- **Tasks to carry out**:
1 – According to the Avrobio passage, when does Avrobio plan to start its new trial comparing AVR-RD-01 to Fabrazyme?
2 – From the Avrobio passage, write out the text between "The FDA granted" and "supported full approval of Fabrazyme.", inclusive.

- **Source passage**:
|---|

Avrobio has updated its Fabry disease gene therapy R&D plans in light of the FDA’s conversion of Sanofi’s Fabrazyme to full approval. The conversion deprives Avrobio of the chance to seek accelerated approval using its current phase 2, leading the biotech to plan to pit AVR-RD-01 against Fabrazyme in a new head-to-head clinical trial.
The FDA granted accelerated approval to Fabrazyme in 2003. Eighteen years later, the FDA converted the authorization of the enzyme replacement therapy to a full, traditional approval. The FDA updated its surrogate endpoints table in the weeks after the conversion to reflect the fact clearance of GL-3 inclusions supported full approval of Fabrazyme.
Avrobio set out what the developments mean for AVR-RD-01 on Monday. Having originally proposed an accelerated approval to the FDA, Avrobio has now said it “can no longer pursue an accelerated approval pathway for AVR-RD-01 with the FAB-GT trial as currently designed.”
The plan now is to run a new registration trial, as was discussed as a possibility in Avrobio’s original proposal to the FDA. Avrobio plans to start the trial, which will compare AVR-RD-01 to Fabrazyme, in mid-2022. Avrobio said the scope, size and duration of the revised regulatory plan is similar to the original proposal for accelerated approval it put to the FDA before the full approval of Fabrazyme.

|---|

(Records excerpted from a collection)
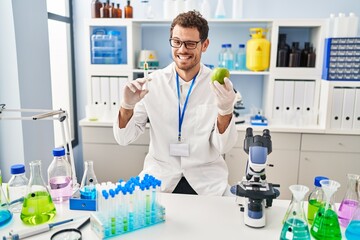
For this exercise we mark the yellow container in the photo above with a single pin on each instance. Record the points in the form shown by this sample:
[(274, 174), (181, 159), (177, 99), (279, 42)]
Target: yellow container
[(257, 50)]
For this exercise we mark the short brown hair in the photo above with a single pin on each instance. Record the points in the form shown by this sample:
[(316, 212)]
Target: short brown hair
[(192, 19)]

|---|

- **Solutions in order**:
1 – In mid-2022.

2 –
The FDA granted accelerated approval to Fabrazyme in 2003. Eighteen years later, the FDA converted the authorization of the enzyme replacement therapy to a full, traditional approval. The FDA updated its surrogate endpoints table in the weeks after the conversion to reflect the fact clearance of GL-3 inclusions supported full approval of Fabrazyme.